◆ **EXERCISE TASKS**:
- A) Answer these questions from the passage on Lee Yil, one answer per line, marked the same way:
(i) Which years does the passage give for Lee Yil's life?
(ii) What two qualities does the passage say his essays and criticism amazingly have?
(iii) What does the passage say you will do with an essay if you come back to it in the future?
- B) From the passage on Lee Yil, extract the span that begins at the words "If someone has" and ends after the words "effort to do so.".

◆ **EXTRACT**:
## BEGIN
If someone has decided to publish a collection of essays by a single critic, there must be a general consensus among the experts that he knows what he is talking about – he must be a significant figure in the art-historical world, and worth taking seriously. And fortunately, this collection of essays and criticism by prominent Korean art critic Lee Yil (1932-1997), are, amazingly, clear and for the most part comprehensible – clear to the extent that even where you’re not sure what it is he is trying to say you think it’s your fault for not being familiar enough with the subject matter or with the concepts involved, rather than the writer’s fault for being deliberately obscure. You are left with the feeling that, if you come back to the essay again in the future, you will understand it better. And that it will be actually worth the effort to do so.
## END
◆ **EXTRACTED DATA**:
## BEGIN
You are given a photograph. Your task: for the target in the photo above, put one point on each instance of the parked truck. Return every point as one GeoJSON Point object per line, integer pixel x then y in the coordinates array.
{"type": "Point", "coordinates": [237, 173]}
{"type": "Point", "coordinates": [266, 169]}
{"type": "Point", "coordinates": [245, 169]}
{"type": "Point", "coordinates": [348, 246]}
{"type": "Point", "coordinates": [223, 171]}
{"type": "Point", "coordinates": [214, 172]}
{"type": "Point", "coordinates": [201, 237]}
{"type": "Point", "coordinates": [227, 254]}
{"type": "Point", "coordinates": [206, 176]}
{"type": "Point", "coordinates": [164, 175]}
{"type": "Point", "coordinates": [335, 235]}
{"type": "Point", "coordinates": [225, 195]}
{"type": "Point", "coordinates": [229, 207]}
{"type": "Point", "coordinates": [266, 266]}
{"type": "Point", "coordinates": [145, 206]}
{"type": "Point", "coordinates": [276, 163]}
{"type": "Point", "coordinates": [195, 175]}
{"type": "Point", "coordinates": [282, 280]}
## END
◆ **ANSWERS IN ORDER**:
- A)
(i) 1932 to 1997.
(ii) They are clear and, for the most part, comprehensible.
(iii) You will understand it better.

- B)
If someone has decided to publish a collection of essays by a single critic, there must be a general consensus among the experts that he knows what he is talking about – he must be a significant figure in the art-historical world, and worth taking seriously. And fortunately, this collection of essays and criticism by prominent Korean art critic Lee Yil (1932-1997), are, amazingly, clear and for the most part comprehensible – clear to the extent that even where you’re not sure what it is he is trying to say you think it’s your fault for not being familiar enough with the subject matter or with the concepts involved, rather than the writer’s fault for being deliberately obscure. You are left with the feeling that, if you come back to the essay again in the future, you will understand it better. And that it will be actually worth the effort to do so.